*** Excerpted data Section Begins ***
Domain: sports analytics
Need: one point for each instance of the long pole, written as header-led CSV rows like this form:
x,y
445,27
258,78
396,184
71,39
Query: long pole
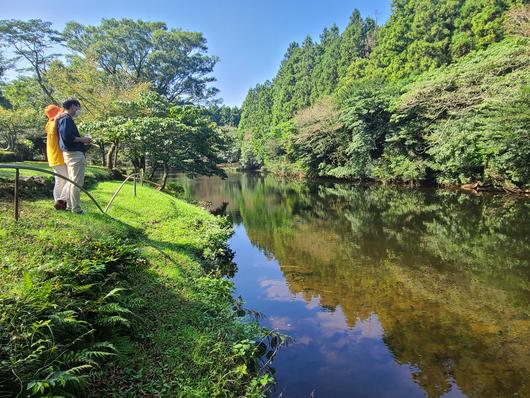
x,y
17,173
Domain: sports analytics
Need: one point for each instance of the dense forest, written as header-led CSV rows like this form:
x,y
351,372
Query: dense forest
x,y
439,94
*** Excerpted data Section Ends ***
Task instructions:
Would you output each entry exactly and leave the pictures behind?

Result of this exercise:
Domain: sports analytics
Need: one point for each instance of the long pole, written as header-led CSV rows like this form:
x,y
445,27
258,78
396,184
71,39
Query: long pole
x,y
17,173
Domain: sports analytics
Need: one point for each instance of the dense forest, written as header-led CSV rows like this form:
x,y
351,372
Query: dense forest
x,y
439,94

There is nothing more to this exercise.